Your answer must be an exact copy of the records below, minus any images.
(Records shown Opens)
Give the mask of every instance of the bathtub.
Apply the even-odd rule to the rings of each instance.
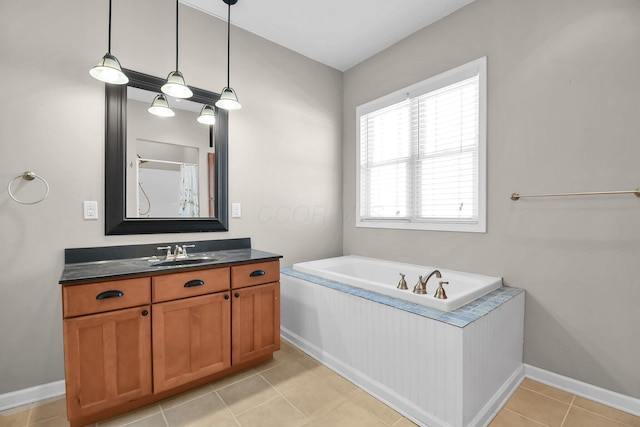
[[[524,377],[525,293],[443,269],[449,299],[436,278],[413,294],[431,271],[356,256],[283,268],[281,335],[419,426],[484,427]]]
[[[453,311],[502,286],[502,277],[438,269],[442,278],[429,279],[427,294],[414,294],[412,290],[418,277],[426,277],[434,267],[355,255],[301,262],[294,264],[293,269],[442,311]],[[396,288],[400,273],[405,275],[407,290]],[[444,285],[447,299],[434,297],[439,281],[449,282]]]

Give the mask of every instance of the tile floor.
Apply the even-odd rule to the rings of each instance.
[[[411,421],[286,341],[274,359],[93,427],[406,427]],[[0,427],[68,426],[63,398],[0,412]],[[640,417],[525,379],[490,427],[640,427]]]

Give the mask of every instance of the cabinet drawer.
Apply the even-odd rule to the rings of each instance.
[[[148,277],[62,287],[64,317],[136,307],[150,302]]]
[[[152,278],[153,302],[210,294],[229,289],[229,267],[185,271]]]
[[[233,289],[280,280],[280,260],[234,265],[231,267]]]

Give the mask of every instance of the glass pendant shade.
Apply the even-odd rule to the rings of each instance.
[[[111,0],[109,0],[109,38],[107,53],[104,54],[98,65],[89,70],[89,74],[96,80],[114,85],[129,83],[129,78],[122,72],[120,61],[111,54]]]
[[[215,125],[216,124],[216,112],[211,105],[205,105],[200,111],[198,116],[198,123],[203,125]]]
[[[173,71],[169,73],[167,82],[160,88],[162,93],[173,96],[174,98],[191,98],[193,92],[185,84],[184,77],[180,71]]]
[[[220,99],[216,101],[216,107],[224,110],[239,110],[242,108],[242,105],[238,102],[236,92],[230,87],[225,87],[222,89]]]
[[[162,94],[156,95],[148,111],[154,116],[159,117],[173,117],[176,115],[176,113],[169,108],[169,101],[167,101],[167,98]]]
[[[229,84],[230,64],[231,64],[231,5],[234,5],[238,0],[222,0],[229,6],[229,12],[227,14],[227,86],[222,89],[220,93],[220,99],[216,101],[216,107],[223,110],[239,110],[242,108],[240,102],[238,102],[238,96],[236,91],[231,88]]]
[[[129,78],[122,72],[118,58],[105,53],[98,65],[89,70],[89,74],[101,82],[114,85],[124,85],[129,83]]]

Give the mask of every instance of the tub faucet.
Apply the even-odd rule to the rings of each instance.
[[[407,281],[404,280],[404,274],[402,273],[400,273],[400,281],[398,282],[398,286],[396,286],[396,288],[402,289],[402,290],[409,289],[407,287]]]
[[[448,285],[449,282],[443,282],[442,280],[440,281],[440,285],[438,286],[438,289],[436,289],[436,294],[434,295],[434,297],[436,297],[437,299],[447,299],[447,293],[444,291],[444,288],[442,287],[442,285]]]
[[[442,278],[442,274],[440,274],[439,270],[433,270],[431,273],[429,273],[429,275],[424,280],[422,280],[422,276],[420,276],[420,278],[418,279],[418,283],[416,283],[416,285],[413,287],[413,293],[422,294],[422,295],[426,294],[427,282],[429,281],[429,279],[431,279],[431,276],[433,276],[434,274],[438,279]]]

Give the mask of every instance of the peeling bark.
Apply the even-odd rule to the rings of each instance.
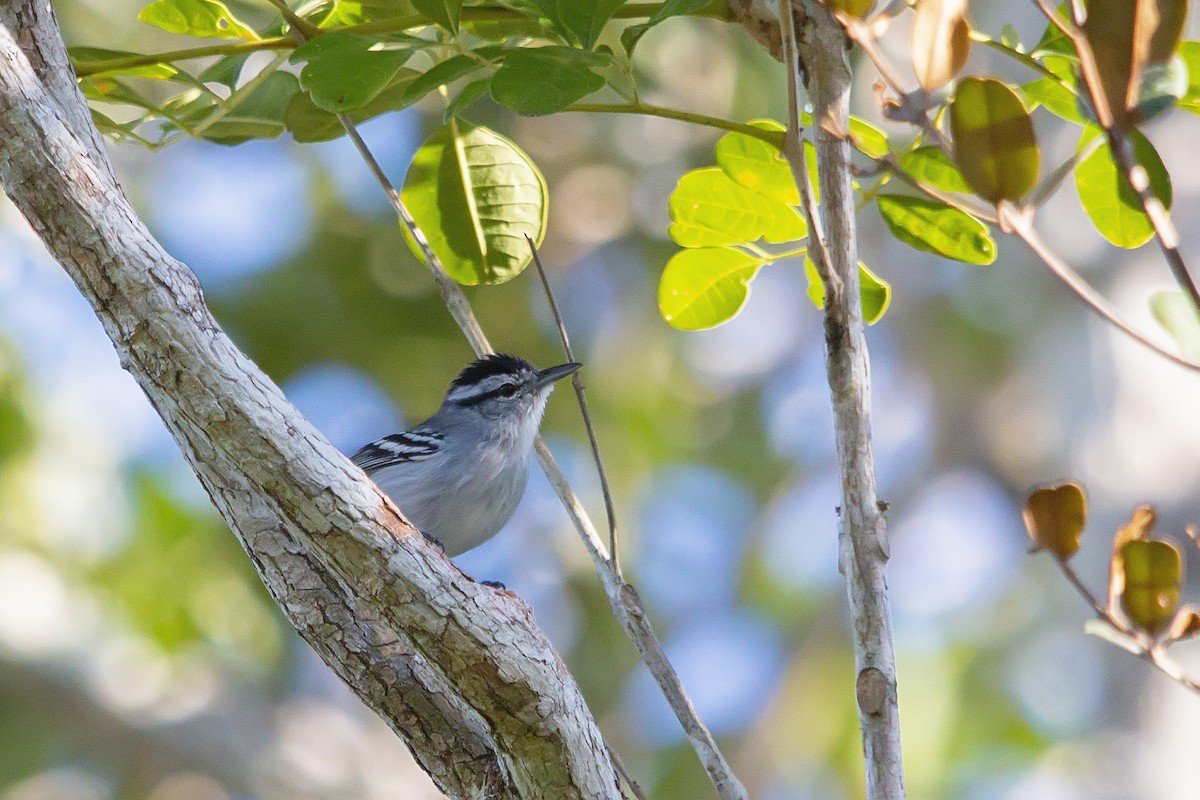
(Records shown Closes)
▶ _Completed task_
Give the mask of every instance of the bathtub.
Apply the even-odd rule to the rings of each instance.
[[[524,377],[525,293],[443,269],[449,299],[436,278],[413,294],[431,271],[356,256],[283,268],[281,335],[419,426],[484,427]]]
[[[453,311],[502,286],[502,277],[438,269],[442,278],[429,279],[427,294],[414,294],[412,290],[418,277],[426,277],[434,267],[355,255],[301,262],[294,264],[293,269],[442,311]],[[396,288],[400,273],[405,275],[407,290]],[[444,285],[447,299],[434,297],[439,281],[449,282]]]

Give the mask of every instance of the tile floor.
Apply the even-odd rule to the rings of each instance.
[[[411,421],[286,341],[274,359],[93,427],[406,427]],[[0,427],[68,426],[63,398],[0,412]],[[640,417],[525,379],[490,427],[640,427]]]

Give the mask of every instance of the cabinet drawer.
Apply the even-odd rule to the rings of each instance.
[[[148,277],[62,287],[64,317],[136,307],[150,302]]]
[[[152,278],[153,302],[210,294],[229,289],[229,267],[185,271]]]
[[[233,289],[280,280],[280,260],[234,265],[231,267]]]

Give the mask of every instance of the glass pendant shade.
Apply the even-odd rule to the rings of each instance.
[[[111,0],[109,0],[109,38],[107,53],[104,54],[98,65],[89,70],[89,74],[96,80],[114,85],[129,83],[129,78],[122,72],[120,61],[111,54]]]
[[[215,125],[216,124],[216,112],[211,105],[205,105],[200,111],[198,116],[198,123],[203,125]]]
[[[173,71],[169,73],[167,82],[160,88],[162,93],[173,96],[174,98],[191,98],[193,92],[185,84],[184,77],[180,71]]]
[[[220,99],[216,101],[216,107],[224,110],[239,110],[242,108],[242,105],[238,102],[236,92],[230,87],[225,87],[222,89]]]
[[[162,94],[156,95],[148,111],[154,116],[159,117],[173,117],[176,115],[176,113],[169,108],[169,101],[167,101],[167,98]]]
[[[229,84],[230,64],[231,64],[231,5],[234,5],[238,0],[222,0],[229,6],[229,12],[227,14],[227,86],[222,89],[220,93],[220,99],[216,101],[216,107],[223,110],[239,110],[242,108],[240,102],[238,102],[238,96],[236,91],[231,88]]]
[[[129,78],[122,72],[118,58],[105,53],[98,65],[89,70],[89,74],[101,82],[114,85],[124,85],[129,83]]]

Give the mask of every instance of the tub faucet.
Apply the even-odd rule to the rings of each instance.
[[[407,281],[404,280],[404,274],[402,273],[400,273],[400,281],[398,282],[398,286],[396,286],[396,288],[402,289],[402,290],[409,289],[407,287]]]
[[[448,285],[449,282],[443,282],[442,280],[440,281],[440,285],[438,286],[438,289],[436,289],[436,294],[434,295],[434,297],[436,297],[437,299],[447,299],[447,293],[444,291],[444,288],[442,287],[442,285]]]
[[[442,278],[442,274],[440,274],[439,270],[433,270],[431,273],[429,273],[429,275],[424,280],[422,280],[422,276],[420,276],[420,278],[418,279],[418,283],[416,283],[416,285],[413,287],[413,293],[422,294],[422,295],[426,294],[427,282],[429,281],[429,279],[431,279],[431,276],[433,276],[434,274],[438,279]]]

Give the mask of every instance of the peeling bark.
Apply the even-odd rule to the rings of each instance.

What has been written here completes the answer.